Work to do>
1 – For each statement (a), (b) and (c), say whether it agrees with the passage on pre-training losses. Answer yes or no, and quote the deciding words of the passage.
(a) The ITM head is a linear layer.
(b) The text encoder and text decoder share the SA layers.
(c) A label smoothing of 0.2 is applied when computing the LM loss.
2 – Pick up the passage on pre-training losses and CapFilt at its final sentence and continue it.

Extract>
════

Image-Text Contrastive Loss (ITC) activates the unimodal encoder. It aims to align the feature space of the visual transformer and the text transformer by encouraging positive image-text pairs to have similar representations in contrast to the negative pairs. It has been shown to be an effective objective for improving vision and language understanding (Radford et al., 2021; Li et al., 2021a). We follow the ITC loss by Li et al. (2021a), where a momentum encoder is introduced to produce features, and soft labels are created from the momentum encoder as training targets to account for the potential positives in the negative pairs.

Image-Text Matching Loss (ITM) activates the image-grounded text encoder. It aims to learn image-text multimodal representation that captures the fine-grained alignment between vision and language. ITM is a binary classification task, where the model uses an ITM head (a linear layer) to predict whether an image-text pair is positive (matched) or negative (unmatched) given their multimodal feature. In order to find more informative negatives, we adopt the hard negative mining strategy by Li et al. (2021a), where negatives pairs with higher contrastive similarity in a batch are more likely to be selected to compute the loss.

Language Modeling Loss (LM) activates the image-grounded text decoder, which aims to generate textual descriptions given an image. It optimizes a cross entropy loss which trains the model to maximize the likelihood of the text in an autoregressive manner. We apply a label smoothing of 0.1 when computing the loss. Compared to the MLM loss that has been widely-used for VLP, LM enables the model with the generalization capability to convert visual information into coherent captions.

In order to perform efficient pre-training while leveraging multi-task learning, the text encoder and text decoder share all parameters except for the SA layers. The reason is that the differences between the encoding and decoding tasks are best captured by the SA layers. In particular, the encoder employs bi-directional self-attention to build representations for the current input tokens, while the decoder employs causal self-attention to predict next tokens. On the other hand, the embedding layers, CA layers and FFN function similarly between encoding and decoding tasks, therefore sharing these layers can improve training efficiency while benefiting from multi-task learning,

3 CapFilt

Due to the prohibitive annotation cost, there exist a limited number of high-quality human-annotated image-text pairs $\{(I_{h},T_{h})\}$ (e.g., COCO (Lin et al., 2014)). Recent work (Li et al., 2021a; Wang et al., 2021) utilizes a much larger number of image and alt-text pairs $\{(I_{w},T_{w})\}$ that are automatically collected from the web. However, the alt-texts often do not accurately describe the visual content of the images, making them a noisy signal that is suboptimal for learning vision-language alignment.

════

Raw records>
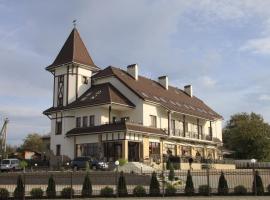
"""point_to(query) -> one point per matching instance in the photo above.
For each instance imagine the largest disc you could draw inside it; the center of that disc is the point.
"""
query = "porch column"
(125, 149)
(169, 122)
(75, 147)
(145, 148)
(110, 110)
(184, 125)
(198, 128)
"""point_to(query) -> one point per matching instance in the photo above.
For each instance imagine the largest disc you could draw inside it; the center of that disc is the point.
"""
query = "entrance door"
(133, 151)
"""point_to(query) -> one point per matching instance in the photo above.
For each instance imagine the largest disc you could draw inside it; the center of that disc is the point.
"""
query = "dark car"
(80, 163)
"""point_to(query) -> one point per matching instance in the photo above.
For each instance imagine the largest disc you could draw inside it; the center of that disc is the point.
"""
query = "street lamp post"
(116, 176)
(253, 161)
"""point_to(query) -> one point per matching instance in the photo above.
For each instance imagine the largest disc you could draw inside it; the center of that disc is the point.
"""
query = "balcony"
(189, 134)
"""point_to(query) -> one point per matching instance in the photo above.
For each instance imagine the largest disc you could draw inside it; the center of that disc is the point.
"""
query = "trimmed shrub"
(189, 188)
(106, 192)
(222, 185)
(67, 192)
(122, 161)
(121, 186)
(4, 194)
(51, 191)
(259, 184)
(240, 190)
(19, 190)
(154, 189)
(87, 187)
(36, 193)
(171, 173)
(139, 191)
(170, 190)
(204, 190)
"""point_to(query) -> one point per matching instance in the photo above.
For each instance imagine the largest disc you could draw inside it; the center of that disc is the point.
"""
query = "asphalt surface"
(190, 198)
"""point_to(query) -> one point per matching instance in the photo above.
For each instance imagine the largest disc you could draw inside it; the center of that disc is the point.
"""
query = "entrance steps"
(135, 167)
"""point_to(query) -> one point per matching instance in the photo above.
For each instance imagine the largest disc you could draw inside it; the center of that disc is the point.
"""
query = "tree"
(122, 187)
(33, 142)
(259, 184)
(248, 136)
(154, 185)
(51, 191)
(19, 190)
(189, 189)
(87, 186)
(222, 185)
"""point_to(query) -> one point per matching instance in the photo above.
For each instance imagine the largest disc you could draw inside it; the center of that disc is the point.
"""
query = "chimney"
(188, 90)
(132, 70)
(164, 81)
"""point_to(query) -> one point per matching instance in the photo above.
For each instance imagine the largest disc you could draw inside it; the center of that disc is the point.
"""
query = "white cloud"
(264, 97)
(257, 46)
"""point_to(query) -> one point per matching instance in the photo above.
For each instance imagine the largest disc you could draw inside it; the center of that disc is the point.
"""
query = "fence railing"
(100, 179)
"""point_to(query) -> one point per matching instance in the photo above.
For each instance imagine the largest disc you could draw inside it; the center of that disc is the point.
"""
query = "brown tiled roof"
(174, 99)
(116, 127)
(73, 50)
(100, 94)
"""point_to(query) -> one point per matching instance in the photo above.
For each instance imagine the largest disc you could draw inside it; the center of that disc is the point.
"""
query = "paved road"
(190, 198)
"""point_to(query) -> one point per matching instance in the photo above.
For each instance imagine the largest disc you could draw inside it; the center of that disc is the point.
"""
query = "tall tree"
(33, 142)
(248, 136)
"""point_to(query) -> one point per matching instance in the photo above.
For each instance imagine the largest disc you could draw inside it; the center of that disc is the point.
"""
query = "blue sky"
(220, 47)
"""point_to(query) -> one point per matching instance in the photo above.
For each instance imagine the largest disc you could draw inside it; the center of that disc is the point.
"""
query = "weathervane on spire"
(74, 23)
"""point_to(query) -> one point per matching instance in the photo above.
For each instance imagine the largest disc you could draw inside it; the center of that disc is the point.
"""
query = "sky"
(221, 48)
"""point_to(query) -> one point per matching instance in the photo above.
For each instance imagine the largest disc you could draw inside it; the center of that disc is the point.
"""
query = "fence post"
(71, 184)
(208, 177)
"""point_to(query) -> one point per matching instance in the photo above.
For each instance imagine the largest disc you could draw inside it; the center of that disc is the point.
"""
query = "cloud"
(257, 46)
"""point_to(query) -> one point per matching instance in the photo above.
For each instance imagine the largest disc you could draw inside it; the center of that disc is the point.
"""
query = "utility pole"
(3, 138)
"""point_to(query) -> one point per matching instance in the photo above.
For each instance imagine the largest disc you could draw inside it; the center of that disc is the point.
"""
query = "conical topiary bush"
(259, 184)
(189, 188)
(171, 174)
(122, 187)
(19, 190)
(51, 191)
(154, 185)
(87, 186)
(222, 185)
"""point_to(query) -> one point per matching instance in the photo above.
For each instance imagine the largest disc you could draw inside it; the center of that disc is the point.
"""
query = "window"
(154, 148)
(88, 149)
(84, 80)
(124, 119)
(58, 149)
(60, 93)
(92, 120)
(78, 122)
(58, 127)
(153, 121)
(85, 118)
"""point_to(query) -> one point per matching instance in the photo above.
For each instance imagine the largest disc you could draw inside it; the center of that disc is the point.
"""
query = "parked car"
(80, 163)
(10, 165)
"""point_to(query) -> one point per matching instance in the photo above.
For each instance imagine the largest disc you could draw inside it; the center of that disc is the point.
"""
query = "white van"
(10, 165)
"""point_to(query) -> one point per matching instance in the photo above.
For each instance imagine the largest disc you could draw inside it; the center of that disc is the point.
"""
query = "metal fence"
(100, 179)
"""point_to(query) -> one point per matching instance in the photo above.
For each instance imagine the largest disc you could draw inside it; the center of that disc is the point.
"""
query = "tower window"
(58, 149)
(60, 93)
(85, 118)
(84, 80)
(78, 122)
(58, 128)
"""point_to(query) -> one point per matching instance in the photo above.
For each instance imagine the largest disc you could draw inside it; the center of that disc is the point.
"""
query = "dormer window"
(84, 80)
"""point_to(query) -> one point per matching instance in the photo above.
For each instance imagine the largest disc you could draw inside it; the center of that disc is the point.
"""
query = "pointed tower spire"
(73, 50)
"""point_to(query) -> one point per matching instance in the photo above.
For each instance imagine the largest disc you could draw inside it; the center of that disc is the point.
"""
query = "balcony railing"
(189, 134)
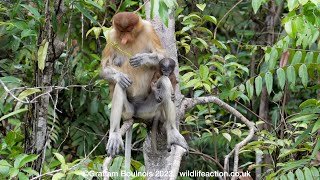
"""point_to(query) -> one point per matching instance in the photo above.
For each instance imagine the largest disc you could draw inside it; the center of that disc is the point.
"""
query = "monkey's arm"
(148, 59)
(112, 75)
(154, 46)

════

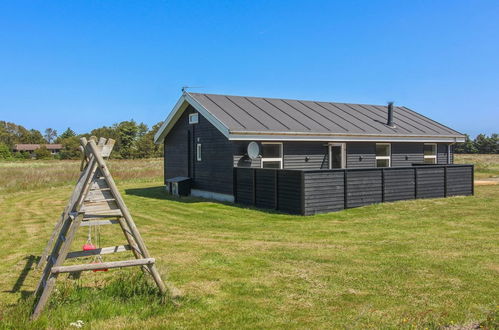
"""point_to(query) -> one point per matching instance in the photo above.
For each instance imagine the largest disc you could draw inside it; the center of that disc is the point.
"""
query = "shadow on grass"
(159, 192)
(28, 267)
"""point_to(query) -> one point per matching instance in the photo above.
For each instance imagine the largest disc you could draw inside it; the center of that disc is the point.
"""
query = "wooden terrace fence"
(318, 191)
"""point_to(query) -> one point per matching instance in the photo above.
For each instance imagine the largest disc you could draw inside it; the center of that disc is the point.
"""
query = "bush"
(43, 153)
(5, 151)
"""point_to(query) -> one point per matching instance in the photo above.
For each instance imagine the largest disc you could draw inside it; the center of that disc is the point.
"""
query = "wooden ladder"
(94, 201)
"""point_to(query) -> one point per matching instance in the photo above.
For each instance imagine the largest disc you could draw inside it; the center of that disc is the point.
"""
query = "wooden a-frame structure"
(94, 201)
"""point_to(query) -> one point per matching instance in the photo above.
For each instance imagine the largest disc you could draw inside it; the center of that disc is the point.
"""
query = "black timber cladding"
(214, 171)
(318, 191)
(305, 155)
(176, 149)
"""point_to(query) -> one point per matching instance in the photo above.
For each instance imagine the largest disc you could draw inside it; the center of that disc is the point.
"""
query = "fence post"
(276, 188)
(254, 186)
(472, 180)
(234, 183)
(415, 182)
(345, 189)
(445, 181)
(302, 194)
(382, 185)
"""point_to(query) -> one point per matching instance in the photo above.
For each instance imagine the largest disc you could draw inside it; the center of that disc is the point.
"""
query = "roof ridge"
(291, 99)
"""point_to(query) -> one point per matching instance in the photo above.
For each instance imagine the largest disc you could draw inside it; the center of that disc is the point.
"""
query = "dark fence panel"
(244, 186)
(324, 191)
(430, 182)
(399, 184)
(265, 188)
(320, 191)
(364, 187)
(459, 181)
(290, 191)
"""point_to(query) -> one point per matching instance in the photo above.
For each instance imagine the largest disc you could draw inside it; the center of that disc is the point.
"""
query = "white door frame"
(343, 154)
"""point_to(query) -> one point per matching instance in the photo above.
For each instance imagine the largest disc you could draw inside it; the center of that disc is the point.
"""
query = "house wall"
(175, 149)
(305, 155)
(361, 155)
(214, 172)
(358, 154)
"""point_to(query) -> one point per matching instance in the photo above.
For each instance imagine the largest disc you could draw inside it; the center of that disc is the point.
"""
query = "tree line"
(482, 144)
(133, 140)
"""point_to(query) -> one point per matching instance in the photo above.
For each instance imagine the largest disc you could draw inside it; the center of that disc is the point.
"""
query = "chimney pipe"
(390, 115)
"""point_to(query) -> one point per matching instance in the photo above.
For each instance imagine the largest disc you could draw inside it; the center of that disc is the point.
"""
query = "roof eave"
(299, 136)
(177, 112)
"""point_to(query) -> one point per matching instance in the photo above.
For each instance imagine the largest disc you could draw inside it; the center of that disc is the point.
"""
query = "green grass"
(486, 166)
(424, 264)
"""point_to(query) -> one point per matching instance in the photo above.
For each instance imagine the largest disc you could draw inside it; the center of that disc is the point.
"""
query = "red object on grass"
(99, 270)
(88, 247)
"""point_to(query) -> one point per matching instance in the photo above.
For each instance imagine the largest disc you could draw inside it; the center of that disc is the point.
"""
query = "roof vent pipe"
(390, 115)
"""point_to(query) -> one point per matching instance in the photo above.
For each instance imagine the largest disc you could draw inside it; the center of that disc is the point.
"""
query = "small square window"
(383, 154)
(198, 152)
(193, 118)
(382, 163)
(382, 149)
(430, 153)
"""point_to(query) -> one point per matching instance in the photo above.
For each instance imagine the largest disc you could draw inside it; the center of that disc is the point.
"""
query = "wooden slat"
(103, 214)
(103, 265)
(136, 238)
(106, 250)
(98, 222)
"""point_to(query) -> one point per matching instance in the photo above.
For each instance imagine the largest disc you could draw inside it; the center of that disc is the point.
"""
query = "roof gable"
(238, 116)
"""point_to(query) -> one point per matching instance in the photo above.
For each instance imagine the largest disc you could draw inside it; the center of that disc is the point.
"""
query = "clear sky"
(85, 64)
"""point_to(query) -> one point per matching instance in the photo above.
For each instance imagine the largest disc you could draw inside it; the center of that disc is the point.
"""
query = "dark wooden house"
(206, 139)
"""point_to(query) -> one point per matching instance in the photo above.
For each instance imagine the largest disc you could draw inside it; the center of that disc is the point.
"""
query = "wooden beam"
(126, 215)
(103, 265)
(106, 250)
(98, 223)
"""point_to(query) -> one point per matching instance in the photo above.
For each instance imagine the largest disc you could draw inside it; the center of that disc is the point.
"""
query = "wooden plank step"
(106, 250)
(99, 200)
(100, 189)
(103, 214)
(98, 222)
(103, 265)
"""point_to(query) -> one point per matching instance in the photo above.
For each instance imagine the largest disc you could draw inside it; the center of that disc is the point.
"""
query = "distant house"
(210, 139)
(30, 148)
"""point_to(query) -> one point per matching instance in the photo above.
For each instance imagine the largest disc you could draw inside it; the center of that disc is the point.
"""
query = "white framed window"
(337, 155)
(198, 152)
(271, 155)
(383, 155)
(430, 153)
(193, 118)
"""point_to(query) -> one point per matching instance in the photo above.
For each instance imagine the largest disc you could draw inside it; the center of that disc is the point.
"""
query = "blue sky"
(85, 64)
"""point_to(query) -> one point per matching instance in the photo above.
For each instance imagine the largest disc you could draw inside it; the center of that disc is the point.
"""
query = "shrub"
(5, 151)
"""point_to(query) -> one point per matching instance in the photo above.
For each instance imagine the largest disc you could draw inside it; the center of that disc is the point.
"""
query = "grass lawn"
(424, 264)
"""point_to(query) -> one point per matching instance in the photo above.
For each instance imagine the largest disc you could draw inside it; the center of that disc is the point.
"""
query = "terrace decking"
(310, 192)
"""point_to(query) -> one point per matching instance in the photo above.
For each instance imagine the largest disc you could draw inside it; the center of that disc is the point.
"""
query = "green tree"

════

Expected responses>
1 –
(a) Yes: "an ITM head (a linear layer)"
(b) No: "share all parameters except for the SA layers"
(c) No: "We apply a label smoothing of 0.1 when computing the loss."

2 –
We propose Captioning and Filtering (CapFilt), a new method to improve the quality of the text corpus. Figure 3 gives an illustration of CapFilt. It introduces two modules: a captioner to generate captions given web images, and a filter to remove noisy image-text pairs. Both the captioner and the filter are initialized from the same pre-trained MED model, and finetuned individually on the COCO dataset. The finetuning is a lightweight procedure.

Specifically, the captioner is an image-grounded text decoder. It is finetuned with the LM objective to decode texts given images. Given the web images $I_{w}$ , the captioner generates synthetic captions $T_{s}$ with one caption per image. The filter is an image-grounded text encoder. It is finetuned with the ITC and ITM objectives to learn whether a text matches an image. The filter removes noisy texts in both the original web texts $T_{w}$ and the synthetic texts $T_{s}$ , where a text is considered to be noisy if the ITM head predicts it as unmatched to the image. Finally, we combine the filtered image-text pairs with the human-annotated pairs to form a new dataset, which we use to pre-train a new model.

Experiments and Discussions

In this section, we first introduce pre-training details. Then we provide a detailed experimental analysis on our method.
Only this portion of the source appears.